- [YOUR TASK] Rewrite the lines from the start of the records through the line that contains "point(606, 189)", swapping "photo" for "image" and keeping everything else unchanged. Omit the pictures.

- [RECORD LIST]

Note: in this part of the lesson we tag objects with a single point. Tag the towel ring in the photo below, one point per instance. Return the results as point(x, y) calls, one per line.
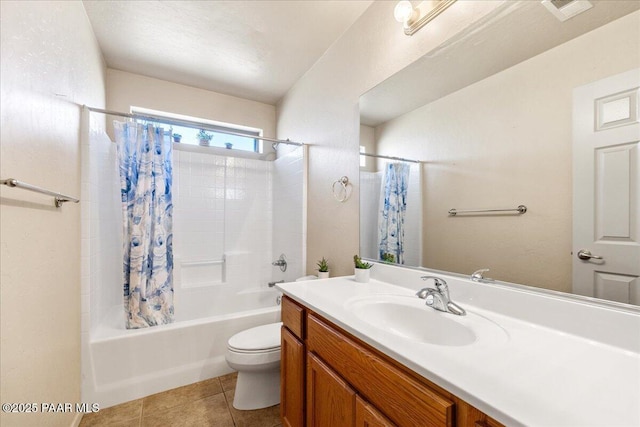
point(342, 193)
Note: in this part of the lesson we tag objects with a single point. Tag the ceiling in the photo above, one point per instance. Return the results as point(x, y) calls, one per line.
point(250, 49)
point(510, 34)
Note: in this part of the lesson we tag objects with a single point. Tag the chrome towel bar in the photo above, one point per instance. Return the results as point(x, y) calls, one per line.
point(519, 210)
point(59, 198)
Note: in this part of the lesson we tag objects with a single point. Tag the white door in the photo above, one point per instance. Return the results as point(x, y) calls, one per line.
point(606, 189)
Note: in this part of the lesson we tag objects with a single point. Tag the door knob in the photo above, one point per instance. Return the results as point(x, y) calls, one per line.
point(585, 254)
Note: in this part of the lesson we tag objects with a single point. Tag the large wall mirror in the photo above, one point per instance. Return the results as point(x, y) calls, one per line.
point(486, 122)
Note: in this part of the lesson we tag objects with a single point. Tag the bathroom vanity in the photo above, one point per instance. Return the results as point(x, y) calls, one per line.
point(373, 354)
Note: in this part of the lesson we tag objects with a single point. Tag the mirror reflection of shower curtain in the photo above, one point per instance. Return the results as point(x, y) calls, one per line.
point(393, 206)
point(144, 162)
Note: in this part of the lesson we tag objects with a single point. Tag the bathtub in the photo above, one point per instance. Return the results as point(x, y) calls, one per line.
point(130, 364)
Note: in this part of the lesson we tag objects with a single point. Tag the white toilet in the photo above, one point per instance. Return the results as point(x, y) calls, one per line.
point(255, 354)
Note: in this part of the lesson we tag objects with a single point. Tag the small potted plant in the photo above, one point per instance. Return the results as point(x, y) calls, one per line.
point(388, 257)
point(362, 269)
point(204, 138)
point(323, 269)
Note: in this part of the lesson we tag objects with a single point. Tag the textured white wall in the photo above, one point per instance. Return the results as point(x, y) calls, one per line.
point(322, 109)
point(515, 124)
point(125, 90)
point(51, 64)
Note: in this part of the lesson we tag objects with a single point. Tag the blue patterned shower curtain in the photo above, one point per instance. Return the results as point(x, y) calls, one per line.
point(144, 162)
point(392, 210)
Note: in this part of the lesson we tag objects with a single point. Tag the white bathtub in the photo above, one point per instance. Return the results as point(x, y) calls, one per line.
point(129, 364)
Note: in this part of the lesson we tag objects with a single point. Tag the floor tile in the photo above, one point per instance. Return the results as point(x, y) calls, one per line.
point(229, 381)
point(123, 415)
point(267, 417)
point(208, 412)
point(180, 396)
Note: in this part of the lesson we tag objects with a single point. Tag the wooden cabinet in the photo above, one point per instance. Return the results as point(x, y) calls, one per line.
point(347, 382)
point(292, 365)
point(330, 400)
point(292, 374)
point(368, 416)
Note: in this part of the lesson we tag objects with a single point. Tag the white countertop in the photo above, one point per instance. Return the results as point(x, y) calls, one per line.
point(562, 363)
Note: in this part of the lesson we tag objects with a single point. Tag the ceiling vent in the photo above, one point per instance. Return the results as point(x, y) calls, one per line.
point(566, 9)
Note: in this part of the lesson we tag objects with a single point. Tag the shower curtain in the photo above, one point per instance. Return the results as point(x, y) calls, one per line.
point(393, 207)
point(144, 163)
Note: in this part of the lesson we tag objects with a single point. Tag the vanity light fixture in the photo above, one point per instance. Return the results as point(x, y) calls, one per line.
point(415, 18)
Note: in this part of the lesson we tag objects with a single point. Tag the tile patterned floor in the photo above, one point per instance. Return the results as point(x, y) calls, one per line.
point(204, 404)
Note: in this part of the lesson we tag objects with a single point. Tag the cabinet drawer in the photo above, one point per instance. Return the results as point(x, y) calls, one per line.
point(402, 398)
point(293, 317)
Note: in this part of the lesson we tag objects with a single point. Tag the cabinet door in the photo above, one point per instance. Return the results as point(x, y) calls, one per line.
point(291, 380)
point(368, 416)
point(330, 400)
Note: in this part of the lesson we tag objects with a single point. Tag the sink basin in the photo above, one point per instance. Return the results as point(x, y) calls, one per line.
point(410, 318)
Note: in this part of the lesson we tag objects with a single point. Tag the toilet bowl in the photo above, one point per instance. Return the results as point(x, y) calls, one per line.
point(255, 354)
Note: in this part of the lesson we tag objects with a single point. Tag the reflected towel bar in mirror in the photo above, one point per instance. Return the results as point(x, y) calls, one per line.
point(519, 210)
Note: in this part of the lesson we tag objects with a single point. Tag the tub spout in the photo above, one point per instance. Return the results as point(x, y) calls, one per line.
point(272, 284)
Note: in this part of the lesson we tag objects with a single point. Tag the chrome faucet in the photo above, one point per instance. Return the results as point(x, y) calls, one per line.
point(439, 298)
point(478, 276)
point(281, 262)
point(272, 284)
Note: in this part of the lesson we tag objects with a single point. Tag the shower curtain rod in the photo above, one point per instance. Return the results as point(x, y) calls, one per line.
point(189, 123)
point(380, 156)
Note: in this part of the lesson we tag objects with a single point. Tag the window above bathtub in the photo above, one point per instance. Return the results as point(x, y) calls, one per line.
point(217, 134)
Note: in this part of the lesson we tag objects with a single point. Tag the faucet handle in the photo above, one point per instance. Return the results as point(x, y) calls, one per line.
point(440, 283)
point(478, 275)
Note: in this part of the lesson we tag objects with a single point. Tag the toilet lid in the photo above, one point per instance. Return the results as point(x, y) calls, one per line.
point(265, 337)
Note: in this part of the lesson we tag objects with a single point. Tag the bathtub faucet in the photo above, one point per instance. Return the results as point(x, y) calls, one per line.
point(281, 262)
point(272, 284)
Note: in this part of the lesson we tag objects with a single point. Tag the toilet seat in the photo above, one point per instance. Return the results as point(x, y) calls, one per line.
point(261, 339)
point(255, 354)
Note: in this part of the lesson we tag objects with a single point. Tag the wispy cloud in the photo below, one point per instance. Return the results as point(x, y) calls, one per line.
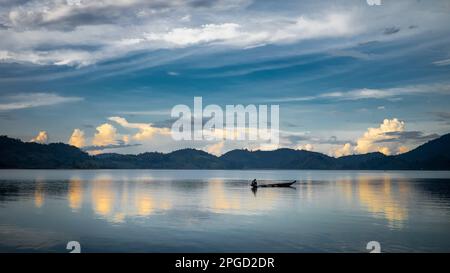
point(30, 100)
point(368, 93)
point(442, 62)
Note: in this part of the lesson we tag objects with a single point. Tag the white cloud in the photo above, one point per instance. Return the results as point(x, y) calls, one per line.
point(442, 62)
point(372, 139)
point(85, 32)
point(346, 149)
point(42, 137)
point(22, 101)
point(305, 147)
point(106, 135)
point(216, 148)
point(77, 138)
point(145, 130)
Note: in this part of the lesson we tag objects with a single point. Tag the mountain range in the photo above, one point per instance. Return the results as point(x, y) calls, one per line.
point(15, 154)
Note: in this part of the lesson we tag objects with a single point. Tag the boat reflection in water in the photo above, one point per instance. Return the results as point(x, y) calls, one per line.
point(142, 211)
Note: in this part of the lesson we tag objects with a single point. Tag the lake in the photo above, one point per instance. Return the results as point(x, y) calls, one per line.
point(216, 211)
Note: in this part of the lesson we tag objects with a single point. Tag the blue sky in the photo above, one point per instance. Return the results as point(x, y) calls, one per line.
point(336, 68)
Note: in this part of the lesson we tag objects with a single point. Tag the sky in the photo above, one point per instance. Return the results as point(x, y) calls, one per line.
point(349, 77)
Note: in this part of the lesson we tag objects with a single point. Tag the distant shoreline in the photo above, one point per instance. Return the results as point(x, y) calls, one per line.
point(433, 156)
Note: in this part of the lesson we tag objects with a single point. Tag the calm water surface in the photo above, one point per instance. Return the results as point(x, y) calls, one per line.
point(215, 211)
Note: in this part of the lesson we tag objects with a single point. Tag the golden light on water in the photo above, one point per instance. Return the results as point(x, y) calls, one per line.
point(75, 194)
point(39, 194)
point(380, 200)
point(102, 196)
point(144, 204)
point(219, 200)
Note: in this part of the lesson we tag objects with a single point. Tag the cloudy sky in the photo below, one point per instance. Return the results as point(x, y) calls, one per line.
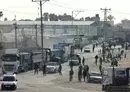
point(26, 9)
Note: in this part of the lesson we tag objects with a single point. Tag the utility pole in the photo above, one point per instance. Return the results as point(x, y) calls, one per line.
point(41, 3)
point(105, 10)
point(77, 34)
point(36, 35)
point(15, 28)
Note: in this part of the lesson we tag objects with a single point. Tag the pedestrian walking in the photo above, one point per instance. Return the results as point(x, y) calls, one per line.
point(83, 61)
point(60, 69)
point(85, 72)
point(125, 55)
point(100, 61)
point(93, 47)
point(80, 73)
point(100, 69)
point(96, 58)
point(71, 73)
point(79, 59)
point(44, 69)
point(36, 67)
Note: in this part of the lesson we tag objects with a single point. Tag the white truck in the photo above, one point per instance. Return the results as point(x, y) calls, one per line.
point(15, 61)
point(115, 76)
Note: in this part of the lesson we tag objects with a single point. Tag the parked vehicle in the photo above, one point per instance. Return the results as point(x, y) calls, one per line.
point(87, 49)
point(52, 67)
point(9, 82)
point(116, 76)
point(74, 59)
point(94, 77)
point(15, 61)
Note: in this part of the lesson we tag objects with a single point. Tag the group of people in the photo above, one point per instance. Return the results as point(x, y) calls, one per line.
point(83, 71)
point(44, 69)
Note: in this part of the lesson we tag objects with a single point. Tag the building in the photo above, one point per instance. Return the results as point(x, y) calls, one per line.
point(54, 31)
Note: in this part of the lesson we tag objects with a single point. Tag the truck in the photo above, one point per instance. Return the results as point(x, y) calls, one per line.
point(15, 61)
point(114, 78)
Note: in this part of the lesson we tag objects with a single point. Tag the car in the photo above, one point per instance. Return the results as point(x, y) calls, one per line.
point(52, 67)
point(95, 77)
point(74, 59)
point(87, 49)
point(9, 81)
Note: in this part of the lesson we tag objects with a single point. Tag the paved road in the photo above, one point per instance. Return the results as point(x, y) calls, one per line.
point(28, 82)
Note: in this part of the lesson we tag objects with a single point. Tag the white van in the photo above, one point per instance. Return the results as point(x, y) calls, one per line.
point(9, 82)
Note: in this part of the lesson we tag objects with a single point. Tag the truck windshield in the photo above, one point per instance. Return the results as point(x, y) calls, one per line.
point(9, 57)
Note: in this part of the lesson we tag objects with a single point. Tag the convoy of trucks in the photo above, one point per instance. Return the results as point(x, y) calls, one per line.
point(15, 61)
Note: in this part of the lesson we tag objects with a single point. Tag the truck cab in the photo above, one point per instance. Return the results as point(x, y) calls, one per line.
point(115, 76)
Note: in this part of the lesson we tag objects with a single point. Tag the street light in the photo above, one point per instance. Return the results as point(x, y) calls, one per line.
point(41, 3)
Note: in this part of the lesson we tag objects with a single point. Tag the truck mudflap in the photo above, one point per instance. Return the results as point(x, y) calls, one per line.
point(117, 89)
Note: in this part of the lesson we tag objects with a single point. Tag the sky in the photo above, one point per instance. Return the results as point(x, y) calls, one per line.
point(26, 9)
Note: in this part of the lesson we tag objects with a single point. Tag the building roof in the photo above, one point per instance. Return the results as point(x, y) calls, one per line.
point(47, 22)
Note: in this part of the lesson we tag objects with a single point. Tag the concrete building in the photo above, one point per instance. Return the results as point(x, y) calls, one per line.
point(54, 31)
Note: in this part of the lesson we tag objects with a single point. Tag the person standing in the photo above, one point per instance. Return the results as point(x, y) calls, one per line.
point(83, 61)
point(36, 69)
point(80, 73)
point(93, 47)
point(100, 69)
point(44, 69)
point(100, 60)
point(60, 69)
point(71, 73)
point(79, 59)
point(96, 58)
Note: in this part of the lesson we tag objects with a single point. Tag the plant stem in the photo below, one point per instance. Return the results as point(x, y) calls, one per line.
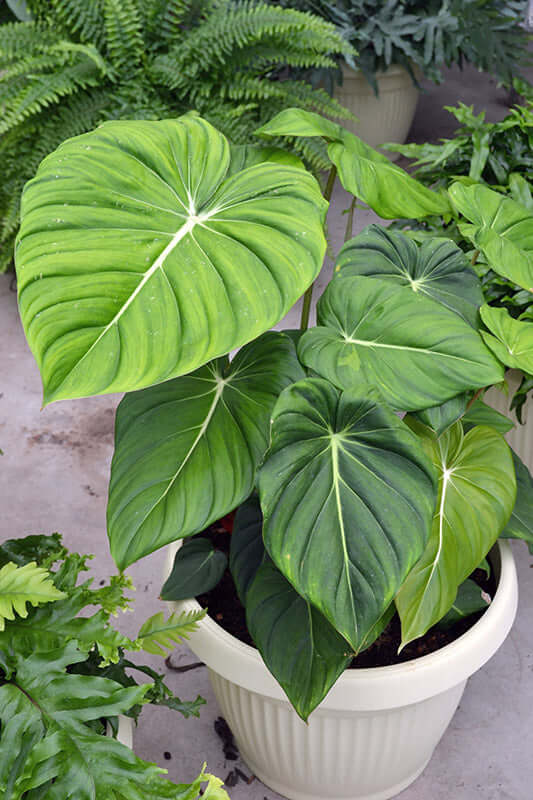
point(306, 307)
point(349, 225)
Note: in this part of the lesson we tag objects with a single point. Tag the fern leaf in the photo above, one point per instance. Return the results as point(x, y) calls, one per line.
point(124, 41)
point(22, 585)
point(158, 632)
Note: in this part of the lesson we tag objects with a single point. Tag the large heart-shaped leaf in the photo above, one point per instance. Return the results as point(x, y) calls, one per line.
point(416, 351)
point(476, 496)
point(348, 496)
point(509, 339)
point(520, 525)
point(186, 451)
point(145, 251)
point(364, 172)
point(198, 567)
point(437, 268)
point(501, 228)
point(277, 615)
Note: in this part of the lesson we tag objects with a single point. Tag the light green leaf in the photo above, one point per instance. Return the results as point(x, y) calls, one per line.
point(364, 172)
point(276, 615)
point(476, 496)
point(22, 585)
point(501, 228)
point(438, 268)
point(509, 339)
point(347, 495)
point(197, 568)
point(366, 334)
point(520, 525)
point(143, 255)
point(186, 451)
point(469, 600)
point(158, 632)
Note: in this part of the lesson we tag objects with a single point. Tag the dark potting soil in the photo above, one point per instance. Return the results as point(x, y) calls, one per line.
point(225, 607)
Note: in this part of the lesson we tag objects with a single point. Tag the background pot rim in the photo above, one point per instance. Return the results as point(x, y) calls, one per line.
point(371, 688)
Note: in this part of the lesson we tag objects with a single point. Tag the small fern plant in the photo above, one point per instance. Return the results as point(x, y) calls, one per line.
point(81, 62)
point(64, 678)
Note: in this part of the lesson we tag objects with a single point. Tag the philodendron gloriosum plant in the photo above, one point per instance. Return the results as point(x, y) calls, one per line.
point(149, 251)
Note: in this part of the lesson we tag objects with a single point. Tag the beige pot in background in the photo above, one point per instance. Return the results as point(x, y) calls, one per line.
point(386, 118)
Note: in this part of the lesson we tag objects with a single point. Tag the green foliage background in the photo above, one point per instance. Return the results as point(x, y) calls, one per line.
point(81, 62)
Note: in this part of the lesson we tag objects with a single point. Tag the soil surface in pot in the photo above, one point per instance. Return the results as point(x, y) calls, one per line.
point(225, 608)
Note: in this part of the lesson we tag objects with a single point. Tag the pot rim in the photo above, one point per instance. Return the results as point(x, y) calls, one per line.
point(371, 688)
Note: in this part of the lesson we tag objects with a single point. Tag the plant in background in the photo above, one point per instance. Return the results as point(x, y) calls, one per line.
point(85, 61)
point(149, 251)
point(496, 154)
point(428, 34)
point(64, 678)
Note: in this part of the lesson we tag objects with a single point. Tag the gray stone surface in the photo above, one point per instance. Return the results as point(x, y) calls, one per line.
point(54, 477)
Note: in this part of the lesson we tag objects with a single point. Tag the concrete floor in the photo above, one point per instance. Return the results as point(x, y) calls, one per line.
point(54, 477)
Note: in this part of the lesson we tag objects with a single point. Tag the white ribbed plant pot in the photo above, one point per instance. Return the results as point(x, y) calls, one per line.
point(521, 437)
point(386, 118)
point(125, 731)
point(377, 728)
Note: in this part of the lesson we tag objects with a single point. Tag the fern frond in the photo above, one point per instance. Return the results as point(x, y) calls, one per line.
point(158, 632)
point(22, 585)
point(124, 41)
point(22, 39)
point(42, 91)
point(80, 20)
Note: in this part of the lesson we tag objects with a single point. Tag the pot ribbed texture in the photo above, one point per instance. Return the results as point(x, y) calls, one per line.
point(321, 758)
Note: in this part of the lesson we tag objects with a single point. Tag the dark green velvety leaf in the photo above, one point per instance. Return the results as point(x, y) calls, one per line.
point(501, 228)
point(469, 600)
point(247, 550)
point(347, 494)
point(186, 451)
point(415, 351)
point(480, 413)
point(520, 525)
point(144, 253)
point(364, 172)
point(437, 268)
point(439, 418)
point(198, 567)
point(477, 491)
point(276, 615)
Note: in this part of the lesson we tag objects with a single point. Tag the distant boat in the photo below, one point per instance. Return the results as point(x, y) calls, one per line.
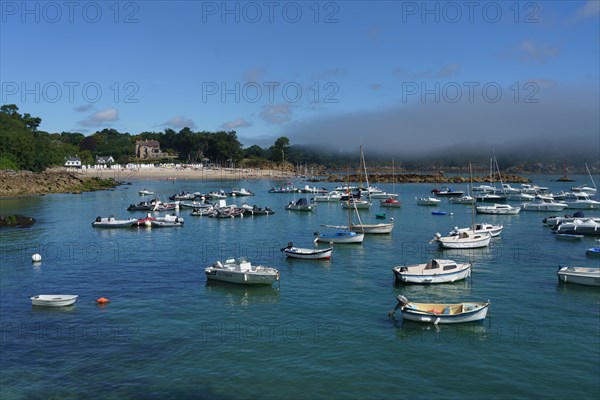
point(307, 254)
point(593, 252)
point(445, 191)
point(111, 222)
point(441, 313)
point(53, 300)
point(301, 205)
point(543, 205)
point(580, 276)
point(568, 236)
point(427, 201)
point(434, 271)
point(502, 209)
point(584, 188)
point(241, 271)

- [FULL SOLUTION]
Note: in this part of the lesson we tag objects with a single point. Tag the towel ring in the image below, one point per instance. Return the results as point(x, y) calls, one per line.
point(342, 193)
Note: in this part of the lesson we tag objects with a single point. Tag the ceiling in the image above, one point per instance. Return the results as point(x, y) calls, one per line.
point(250, 49)
point(510, 34)
Note: in this part of the lesson we tag objects with a single point. Tag the chrome towel bar in the image above, one point per instance. Return the results as point(x, y) calls, one per line.
point(519, 210)
point(59, 198)
Note: in this part of the lesson we tag objects with a single point. Tag the white door in the image above, one point per instance. Return the results as point(x, y) calls, one per line.
point(606, 189)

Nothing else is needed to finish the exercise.